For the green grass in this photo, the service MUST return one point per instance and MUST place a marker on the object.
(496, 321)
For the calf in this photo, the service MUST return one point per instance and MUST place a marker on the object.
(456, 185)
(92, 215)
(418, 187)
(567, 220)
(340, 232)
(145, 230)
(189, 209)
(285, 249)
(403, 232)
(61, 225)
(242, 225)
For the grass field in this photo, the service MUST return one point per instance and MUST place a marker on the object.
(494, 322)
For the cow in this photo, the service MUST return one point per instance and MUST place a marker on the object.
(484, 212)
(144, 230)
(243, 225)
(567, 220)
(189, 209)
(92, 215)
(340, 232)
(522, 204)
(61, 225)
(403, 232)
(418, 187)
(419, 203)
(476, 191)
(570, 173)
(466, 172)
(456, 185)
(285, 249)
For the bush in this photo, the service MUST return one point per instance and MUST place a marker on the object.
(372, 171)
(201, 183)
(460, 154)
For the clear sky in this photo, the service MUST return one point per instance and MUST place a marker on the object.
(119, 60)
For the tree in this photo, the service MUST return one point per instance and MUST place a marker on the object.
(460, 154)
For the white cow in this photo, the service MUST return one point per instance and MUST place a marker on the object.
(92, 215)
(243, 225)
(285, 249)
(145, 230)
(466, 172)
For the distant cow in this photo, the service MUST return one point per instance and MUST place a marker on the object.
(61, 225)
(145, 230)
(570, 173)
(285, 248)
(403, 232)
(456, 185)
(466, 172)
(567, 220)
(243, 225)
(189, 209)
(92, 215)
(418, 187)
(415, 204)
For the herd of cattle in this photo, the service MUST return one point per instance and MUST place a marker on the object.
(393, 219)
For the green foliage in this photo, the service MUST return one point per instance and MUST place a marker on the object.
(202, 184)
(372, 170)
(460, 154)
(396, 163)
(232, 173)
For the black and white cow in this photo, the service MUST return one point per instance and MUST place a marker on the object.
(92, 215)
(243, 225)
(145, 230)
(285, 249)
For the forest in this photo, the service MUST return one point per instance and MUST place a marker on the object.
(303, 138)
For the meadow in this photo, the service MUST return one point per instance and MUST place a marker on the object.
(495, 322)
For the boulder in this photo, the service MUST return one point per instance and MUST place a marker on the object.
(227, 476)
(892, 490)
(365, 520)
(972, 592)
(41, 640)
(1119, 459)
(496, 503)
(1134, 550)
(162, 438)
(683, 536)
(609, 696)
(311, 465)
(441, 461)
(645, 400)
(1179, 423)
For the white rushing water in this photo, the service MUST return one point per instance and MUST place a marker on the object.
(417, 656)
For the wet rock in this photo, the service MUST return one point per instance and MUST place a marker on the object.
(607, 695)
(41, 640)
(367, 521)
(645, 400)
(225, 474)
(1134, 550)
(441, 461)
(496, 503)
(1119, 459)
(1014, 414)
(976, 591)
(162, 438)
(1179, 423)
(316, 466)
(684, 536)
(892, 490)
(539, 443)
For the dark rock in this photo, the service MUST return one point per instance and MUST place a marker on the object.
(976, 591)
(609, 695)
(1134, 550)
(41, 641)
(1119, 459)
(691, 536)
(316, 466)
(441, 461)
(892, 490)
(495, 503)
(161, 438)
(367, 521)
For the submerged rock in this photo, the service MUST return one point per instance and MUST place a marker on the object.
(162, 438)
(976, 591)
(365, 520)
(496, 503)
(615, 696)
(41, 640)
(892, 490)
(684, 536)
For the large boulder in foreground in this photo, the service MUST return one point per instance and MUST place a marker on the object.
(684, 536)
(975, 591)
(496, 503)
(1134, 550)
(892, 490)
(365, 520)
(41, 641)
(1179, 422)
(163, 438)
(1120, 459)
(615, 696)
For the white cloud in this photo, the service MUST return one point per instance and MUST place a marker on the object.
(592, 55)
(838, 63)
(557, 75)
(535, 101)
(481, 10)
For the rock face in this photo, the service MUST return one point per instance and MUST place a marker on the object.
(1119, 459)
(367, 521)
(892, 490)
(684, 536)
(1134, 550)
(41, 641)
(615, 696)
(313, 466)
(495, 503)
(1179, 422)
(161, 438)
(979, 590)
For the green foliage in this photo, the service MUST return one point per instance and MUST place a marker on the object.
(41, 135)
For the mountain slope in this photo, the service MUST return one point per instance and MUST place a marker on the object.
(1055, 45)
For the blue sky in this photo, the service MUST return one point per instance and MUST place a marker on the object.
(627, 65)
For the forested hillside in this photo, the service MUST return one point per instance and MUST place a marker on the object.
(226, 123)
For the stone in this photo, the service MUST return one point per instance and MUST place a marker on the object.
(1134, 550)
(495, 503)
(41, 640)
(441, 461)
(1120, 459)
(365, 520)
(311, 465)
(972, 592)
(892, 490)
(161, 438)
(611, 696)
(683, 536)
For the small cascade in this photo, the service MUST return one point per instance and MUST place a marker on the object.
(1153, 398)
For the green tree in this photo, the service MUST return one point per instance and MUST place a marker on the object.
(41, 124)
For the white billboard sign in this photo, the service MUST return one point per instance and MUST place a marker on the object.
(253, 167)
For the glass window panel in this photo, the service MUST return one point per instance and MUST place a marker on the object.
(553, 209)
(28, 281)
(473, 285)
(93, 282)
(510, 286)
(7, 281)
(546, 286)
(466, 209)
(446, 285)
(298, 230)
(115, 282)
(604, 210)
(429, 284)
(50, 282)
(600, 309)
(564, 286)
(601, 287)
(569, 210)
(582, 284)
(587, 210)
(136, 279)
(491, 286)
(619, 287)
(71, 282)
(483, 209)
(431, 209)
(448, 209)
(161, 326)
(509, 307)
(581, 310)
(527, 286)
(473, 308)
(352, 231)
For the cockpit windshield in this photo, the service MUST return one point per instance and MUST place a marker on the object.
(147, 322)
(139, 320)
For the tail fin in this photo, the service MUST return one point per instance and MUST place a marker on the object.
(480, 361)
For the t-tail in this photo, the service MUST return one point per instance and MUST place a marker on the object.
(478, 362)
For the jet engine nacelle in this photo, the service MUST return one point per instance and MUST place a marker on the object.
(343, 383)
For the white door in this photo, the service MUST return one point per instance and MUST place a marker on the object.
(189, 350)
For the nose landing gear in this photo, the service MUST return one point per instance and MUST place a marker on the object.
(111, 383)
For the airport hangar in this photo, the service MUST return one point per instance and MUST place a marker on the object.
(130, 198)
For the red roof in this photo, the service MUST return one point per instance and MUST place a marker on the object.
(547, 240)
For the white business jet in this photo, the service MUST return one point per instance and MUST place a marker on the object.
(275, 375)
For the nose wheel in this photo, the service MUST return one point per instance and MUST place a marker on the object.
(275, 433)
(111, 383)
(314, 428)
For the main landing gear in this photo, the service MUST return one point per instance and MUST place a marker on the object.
============
**Work to be completed:** Give back all of the records exactly as they were provided above.

**Result for this task:**
For the green grass in this photo, the service MUST return one point per instance and MUST place a marker on the object.
(496, 321)
For the calf in this photo, the service MUST return one point per instance and MUST place a marker on the object.
(456, 185)
(92, 215)
(418, 187)
(567, 220)
(340, 232)
(145, 230)
(189, 209)
(285, 249)
(403, 232)
(61, 225)
(242, 225)
For the grass field in this photo, the service MUST return one point per instance and MUST place a marker on the object.
(494, 322)
For the cow in this photo, the service MUST return one point per instance and MUST place a marker on the object.
(484, 212)
(144, 230)
(243, 225)
(567, 220)
(189, 209)
(92, 215)
(340, 232)
(522, 204)
(61, 225)
(403, 232)
(418, 187)
(419, 203)
(476, 191)
(570, 173)
(466, 172)
(456, 185)
(285, 249)
For the bush in this photo, the service MUST return one point per instance and MUST place a marker on the object.
(372, 171)
(201, 183)
(460, 154)
For the clear sky in this photo, the service MUST return one point per instance and MUST place a marker on the object.
(119, 60)
For the tree in this photo, the service MUST return one point per instance and MUST place a marker on the object.
(460, 154)
For the white cow in this photo, the service MUST return one point per instance and MUST place a marker on the object.
(92, 215)
(243, 225)
(285, 249)
(145, 230)
(466, 172)
For the distant cow in this photo, the service MUST return one point per instance and MUST place a marker on the object.
(61, 225)
(145, 230)
(570, 173)
(285, 248)
(403, 232)
(456, 185)
(466, 172)
(567, 220)
(243, 225)
(189, 209)
(92, 215)
(418, 187)
(415, 204)
For the herd of cattle in this photo, the service MUST return one point per instance and MUST place a marker on the object.
(393, 219)
For the green foliage in this photo, the service MUST return one point per instance and MUST place a marker on the object.
(202, 184)
(372, 170)
(460, 154)
(396, 163)
(232, 173)
For the black and white cow in this photo, the service MUST return one point per instance and MUST place a marker on the object.
(92, 215)
(243, 225)
(145, 230)
(285, 249)
For the forest in this photo, the service MUST return one point per instance and MUST place a marker on the object.
(303, 138)
For the meadow in this photo, the service MUST return one point per instance and MUST place a marker on the object.
(495, 322)
For the boulder in this photo, the service MUST return one point per instance and MUST place a marker on the object.
(227, 476)
(892, 490)
(365, 520)
(972, 592)
(41, 640)
(1119, 459)
(496, 503)
(1134, 550)
(162, 438)
(683, 536)
(609, 696)
(311, 465)
(441, 461)
(645, 400)
(1179, 423)
For the white rushing water in this photo, the service MUST return one point per instance and MUST place a marker on the object.
(417, 656)
For the wet rock in this photo, the service MUST return one point per instance and MUST place a marker on the object.
(607, 695)
(41, 640)
(367, 521)
(645, 400)
(225, 474)
(1134, 550)
(441, 461)
(496, 503)
(1119, 459)
(1014, 414)
(976, 591)
(162, 438)
(1179, 423)
(316, 466)
(684, 536)
(892, 490)
(539, 443)
For the dark rock in this photo, the service MUST return one point per instance and MUST place a marker on the object.
(976, 591)
(609, 695)
(1134, 550)
(41, 641)
(1119, 459)
(691, 536)
(316, 466)
(441, 461)
(892, 490)
(495, 503)
(161, 438)
(367, 521)
For the submerged rock in this photo, the service MUST return one point per instance and MUST place a marker on the object.
(162, 438)
(976, 591)
(365, 520)
(496, 503)
(615, 696)
(41, 640)
(892, 490)
(684, 536)
For the large boulder in foreground in this photo, the service MUST return one point per instance and MUST place a marker on the object.
(684, 536)
(975, 591)
(496, 503)
(1134, 550)
(892, 490)
(365, 520)
(41, 641)
(1179, 422)
(163, 438)
(1120, 459)
(615, 696)
For the white cloud in this photo, the service MUST return one point per instance and MUST place a marker on the object.
(592, 55)
(838, 63)
(557, 75)
(535, 101)
(481, 10)
For the rock face in this photo, the service MUST return one point per instance and MUST place a marker on the object.
(1119, 459)
(367, 521)
(892, 490)
(684, 536)
(1134, 550)
(41, 641)
(615, 696)
(313, 466)
(495, 503)
(1179, 422)
(161, 438)
(979, 590)
For the green foliage in this photo, the service MUST return one point per instance and MUST place a marker on the object.
(41, 135)
For the mountain slope in this photo, the service MUST return one point per instance and MUST place a marker on the object.
(1055, 45)
For the blue sky in this photo, the service MUST return one point per instance and MUST place a marker on the object.
(627, 65)
For the forested hillside in this photo, the service MUST return one point per instance and MUST place a marker on the object.
(226, 123)
For the stone in this photo, the service MUST return one point per instance and MUST place a marker on the object.
(1134, 550)
(495, 503)
(41, 640)
(441, 461)
(1120, 459)
(365, 520)
(311, 465)
(972, 592)
(892, 490)
(161, 438)
(611, 696)
(683, 536)
For the small cascade in this photo, the service MUST return one point per instance and MUST place a marker on the object.
(1153, 398)
For the green tree in this photo, the service MUST return one point per instance and MUST place a marker on the object.
(41, 124)
For the white billboard sign in this photo, the service MUST return one point per instance and MUST place a marker on the object.
(253, 167)
For the glass window panel in this photo, the service MUST return one point per instance and MUST place a marker on the object.
(553, 209)
(28, 281)
(473, 285)
(93, 282)
(510, 286)
(7, 281)
(546, 286)
(466, 209)
(446, 285)
(298, 230)
(115, 282)
(604, 210)
(429, 284)
(50, 282)
(600, 309)
(564, 286)
(601, 287)
(569, 210)
(582, 284)
(587, 210)
(136, 279)
(491, 286)
(619, 287)
(71, 282)
(483, 209)
(431, 209)
(448, 209)
(161, 326)
(509, 307)
(581, 310)
(527, 286)
(473, 308)
(352, 231)
For the cockpit windshield in this photo, the service MUST return one point per instance and MUST place a marker on the object.
(147, 322)
(139, 320)
For the tail fin in this photo, the service MUST return one point per instance and MUST place a marker on the object.
(480, 361)
For the t-tail in this photo, the service MUST return one point per instance and MUST place a marker on the object.
(478, 362)
For the jet engine nacelle in this photo, the service MUST return one point per instance and MUST place a marker on the object.
(343, 383)
For the white door in this photo, the service MUST return one point per instance and MUST place a marker on the object.
(189, 350)
For the nose landing gear in this photo, the service MUST return one point per instance and MUST place a marker on the object.
(111, 383)
For the airport hangar in this photo, the service MUST return one point per instance and MUST place a marker on the object.
(130, 198)
For the red roof in this photo, the service MUST return one point per instance and MUST place a marker on the object.
(547, 240)
For the white business jet in this photo, the service MUST return one point per instance and MUST place a marker on the object.
(275, 375)
For the nose wheel in this photo, the service MUST return one point per instance and MUST place a marker on the object.
(275, 433)
(111, 383)
(314, 428)
For the main landing gear in this photo, the service MUST return one point per instance and MUST place a marker on the object.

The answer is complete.